EXTRACTED TEXT

The California gas leak that prompted a state of emergency, explained

Aliso Canyon leak well pad. (Earthworks)

Aliso Canyon leak well pad. (Earthworks)

by David Roberts
www.vox.com

On October 23, Southern California Gas Company discovered a leak at its Aliso Canyon natural gas storage facility. It is still leaking, spewing methane into the atmosphere, sickening nearby residents, and prompting Gov. Jerry Brown to declare a state of emergency. It is widely being hailed as the worst environmental disaster since the BP oil spill. And SoCal Gas says the leak likely won’t be contained until March at the earliest.

There’s a lot of great journalism being done around the spill — the LA Times’s ongoing coverage is particularly good — but here’s a quick roundup of the basic facts.

Where is the leak?

The Santa Susana Mountains north of Los Angeles contain compressed layers of sedimentary rock that arch upward, like upside-down bowls. They once held enormous oil deposits, but those were mostly tapped out by the early 1970s, when SoCal Gas bought portions of the oil fields to use as natural gas storage.

The Aliso Canyon natural gas storage facility, just a mile away from the affluent northern LA community of Porter Ranch, is enormous. It’s the second largest in the western US, with some 86 billion cubic feet of capacity, larger than any human-made structure could match. The facility is an important tool used by the utility to respond to fluctuating power and heat demand.

DATA EXCERPTS
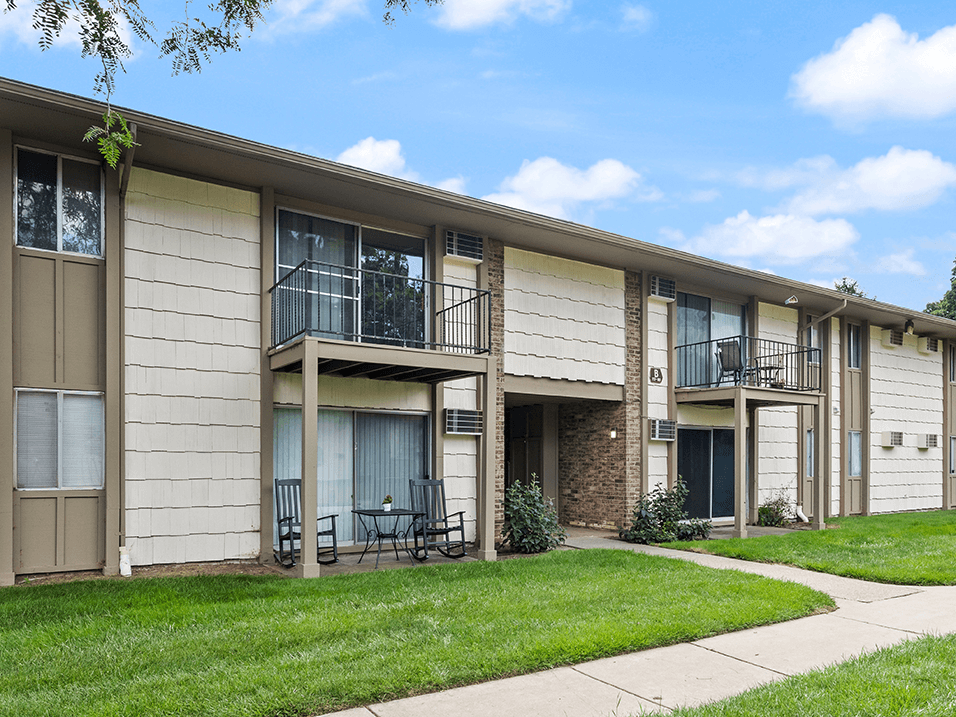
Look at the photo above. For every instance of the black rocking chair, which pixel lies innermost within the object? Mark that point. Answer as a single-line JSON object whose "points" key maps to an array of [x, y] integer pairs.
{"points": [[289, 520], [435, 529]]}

* * *

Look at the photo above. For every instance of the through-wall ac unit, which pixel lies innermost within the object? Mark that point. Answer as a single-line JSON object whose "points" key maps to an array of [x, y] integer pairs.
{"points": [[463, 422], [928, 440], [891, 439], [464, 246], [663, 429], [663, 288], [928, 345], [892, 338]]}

COMPLETE THE FOLLOWING
1. Answer these from the Aliso Canyon gas leak article:
(a) On what date did Southern California Gas Company discover the leak?
(b) By when were the oil deposits in the Santa Susana Mountains mostly tapped out?
(c) How much capacity does the Aliso Canyon storage facility have?
2. From the Aliso Canyon gas leak article, repeat word for word the stretch from "by David Roberts" through "is the leak?".

EXERCISE RESULTS
1.
(a) October 23
(b) The early 1970s
(c) Some 86 billion cubic feet

2.
by David Roberts
www.vox.com

On October 23, Southern California Gas Company discovered a leak at its Aliso Canyon natural gas storage facility. It is still leaking, spewing methane into the atmosphere, sickening nearby residents, and prompting Gov. Jerry Brown to declare a state of emergency. It is widely being hailed as the worst environmental disaster since the BP oil spill. And SoCal Gas says the leak likely won’t be contained until March at the earliest.

There’s a lot of great journalism being done around the spill — the LA Times’s ongoing coverage is particularly good — but here’s a quick roundup of the basic facts.

Where is the leak?